# Exercise requirements
Return the full text on solving for the relative values of the gems below, reproduced word for word with nothing changed.

---- Extracted text

Using J1=J2, we have $$\begin{align}5r+s+p+d&=7s+r+p+d\\

5r+s&=7s+r\\

         4r&=6s\\

                r&=\frac{3}{2}s\end{align}$$

Using J2=J3, we have $$\begin{align}7s+r+p+d&=97p+r+s+d\\

         7s+p&=97p+s\\

              6s&=96p\\

                s&=16p \hspace{5mm} \text{(or }p=\frac{1}{16}s\text{)}\end{align}$$

Using J3=J4, and substituting $p=\frac{1}{16}s$ and $r=\frac{3}{2}s$, we have

$$\begin{align}\frac{97}{16}s+\frac{3}{2}s+s+d&=\frac{3}{2}s+s+\frac{1}{16}s+2d\\

               \frac{137}{16}s+d&=\frac{41}{16}s+2d\\

                           d&=6s\end{align}$$

Substituting $s=16p$ into $r=\frac{3}{2}s$ and $d=6s$, we get $d=96p$ and $r=24p.$ So the relative values of the gems in terms of $p$ are $p=p,$ $s=16p,$ $r=24p,$ $d=96p$

Raymond from Farm Cove Intermediate School in New Zealand, decided that:

Because $p$ is worth the least we will use J3 to compare to the others.

This gives $97p+r+s+d=5r+s+p+d$ simplifies to $96p=4r\implies r=24p$

$97p+r+s+d=7s+r+p+d$ simplifies to $96p=6s\implies s=16p$

$97p+r+s+d=2d+s+r+p$ simplifies to $96p=d$

Hamish from Watford Grammar School for Boys added pairs of expressions to form equations, and Lalit from Devonport High School for Boys subtracted pairs of expressions, and both solved the equations using a similar process.

Adithya from Hymers College and Liam from Grange Primary School in Australia used similar methods not involving algebra. This is Liam's explanation:

Each jeweller has 1 of each jewel with the addition of their original gems -3 {because they have given away 3 of their original gems}.

--------
---- Provided records

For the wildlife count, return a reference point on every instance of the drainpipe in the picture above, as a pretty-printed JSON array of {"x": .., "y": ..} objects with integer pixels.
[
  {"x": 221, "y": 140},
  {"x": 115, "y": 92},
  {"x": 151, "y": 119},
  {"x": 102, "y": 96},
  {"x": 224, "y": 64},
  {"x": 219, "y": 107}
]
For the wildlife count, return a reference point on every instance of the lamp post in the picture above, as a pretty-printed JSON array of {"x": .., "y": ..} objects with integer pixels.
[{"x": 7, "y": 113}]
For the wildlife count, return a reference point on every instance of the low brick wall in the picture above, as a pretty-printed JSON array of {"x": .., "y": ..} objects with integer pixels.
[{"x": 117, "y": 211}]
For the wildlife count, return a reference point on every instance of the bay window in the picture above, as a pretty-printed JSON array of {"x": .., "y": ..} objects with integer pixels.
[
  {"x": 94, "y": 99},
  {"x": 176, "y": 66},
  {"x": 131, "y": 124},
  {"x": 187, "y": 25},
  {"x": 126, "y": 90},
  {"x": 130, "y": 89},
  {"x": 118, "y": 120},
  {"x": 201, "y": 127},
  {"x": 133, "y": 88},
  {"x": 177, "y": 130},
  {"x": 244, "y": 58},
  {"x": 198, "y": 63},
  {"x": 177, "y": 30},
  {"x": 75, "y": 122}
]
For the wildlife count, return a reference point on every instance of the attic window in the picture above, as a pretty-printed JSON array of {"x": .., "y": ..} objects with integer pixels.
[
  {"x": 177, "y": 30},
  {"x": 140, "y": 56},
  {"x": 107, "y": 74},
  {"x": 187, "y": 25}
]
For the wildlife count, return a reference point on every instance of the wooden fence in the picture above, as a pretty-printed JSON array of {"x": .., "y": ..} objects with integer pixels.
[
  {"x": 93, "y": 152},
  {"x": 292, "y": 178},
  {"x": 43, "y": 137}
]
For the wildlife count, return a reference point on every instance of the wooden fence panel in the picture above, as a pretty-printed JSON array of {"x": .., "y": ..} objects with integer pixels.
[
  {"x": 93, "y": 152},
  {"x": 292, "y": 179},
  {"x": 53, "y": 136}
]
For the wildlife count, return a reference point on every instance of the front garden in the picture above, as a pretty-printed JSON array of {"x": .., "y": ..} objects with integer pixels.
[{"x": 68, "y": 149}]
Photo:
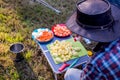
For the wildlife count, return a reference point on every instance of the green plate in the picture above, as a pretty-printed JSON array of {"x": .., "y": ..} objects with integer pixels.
[{"x": 82, "y": 52}]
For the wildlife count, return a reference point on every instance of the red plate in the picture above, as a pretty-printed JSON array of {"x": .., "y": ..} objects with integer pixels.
[{"x": 61, "y": 30}]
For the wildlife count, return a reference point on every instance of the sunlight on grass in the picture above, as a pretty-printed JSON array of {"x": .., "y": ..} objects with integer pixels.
[{"x": 17, "y": 21}]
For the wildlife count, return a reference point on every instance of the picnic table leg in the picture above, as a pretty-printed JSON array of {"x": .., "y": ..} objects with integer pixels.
[{"x": 55, "y": 75}]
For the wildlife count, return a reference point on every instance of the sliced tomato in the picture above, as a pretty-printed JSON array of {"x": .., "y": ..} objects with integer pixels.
[{"x": 61, "y": 30}]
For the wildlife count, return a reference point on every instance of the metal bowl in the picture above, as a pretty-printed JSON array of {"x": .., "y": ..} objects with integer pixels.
[{"x": 17, "y": 49}]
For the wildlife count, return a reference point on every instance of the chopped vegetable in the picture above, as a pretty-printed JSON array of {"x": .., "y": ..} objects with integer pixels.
[
  {"x": 46, "y": 36},
  {"x": 61, "y": 30}
]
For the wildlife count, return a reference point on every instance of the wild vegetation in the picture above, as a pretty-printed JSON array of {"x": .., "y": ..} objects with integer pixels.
[{"x": 18, "y": 18}]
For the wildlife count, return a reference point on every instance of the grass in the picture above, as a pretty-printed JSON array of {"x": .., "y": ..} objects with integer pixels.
[{"x": 17, "y": 21}]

--------

# Answer for the task
Using J1=J2, we have $$\begin{align}5r+s+p+d&=7s+r+p+d\\

5r+s&=7s+r\\

         4r&=6s\\

                r&=\frac{3}{2}s\end{align}$$

Using J2=J3, we have $$\begin{align}7s+r+p+d&=97p+r+s+d\\

         7s+p&=97p+s\\

              6s&=96p\\

                s&=16p \hspace{5mm} \text{(or }p=\frac{1}{16}s\text{)}\end{align}$$

Using J3=J4, and substituting $p=\frac{1}{16}s$ and $r=\frac{3}{2}s$, we have

$$\begin{align}\frac{97}{16}s+\frac{3}{2}s+s+d&=\frac{3}{2}s+s+\frac{1}{16}s+2d\\

               \frac{137}{16}s+d&=\frac{41}{16}s+2d\\

                           d&=6s\end{align}$$

Substituting $s=16p$ into $r=\frac{3}{2}s$ and $d=6s$, we get $d=96p$ and $r=24p.$ So the relative values of the gems in terms of $p$ are $p=p,$ $s=16p,$ $r=24p,$ $d=96p$

Raymond from Farm Cove Intermediate School in New Zealand, decided that:

Because $p$ is worth the least we will use J3 to compare to the others.

This gives $97p+r+s+d=5r+s+p+d$ simplifies to $96p=4r\implies r=24p$

$97p+r+s+d=7s+r+p+d$ simplifies to $96p=6s\implies s=16p$

$97p+r+s+d=2d+s+r+p$ simplifies to $96p=d$

Hamish from Watford Grammar School for Boys added pairs of expressions to form equations, and Lalit from Devonport High School for Boys subtracted pairs of expressions, and both solved the equations using a similar process.

Adithya from Hymers College and Liam from Grange Primary School in Australia used similar methods not involving algebra. This is Liam's explanation:

Each jeweller has 1 of each jewel with the addition of their original gems -3 {because they have given away 3 of their original gems}.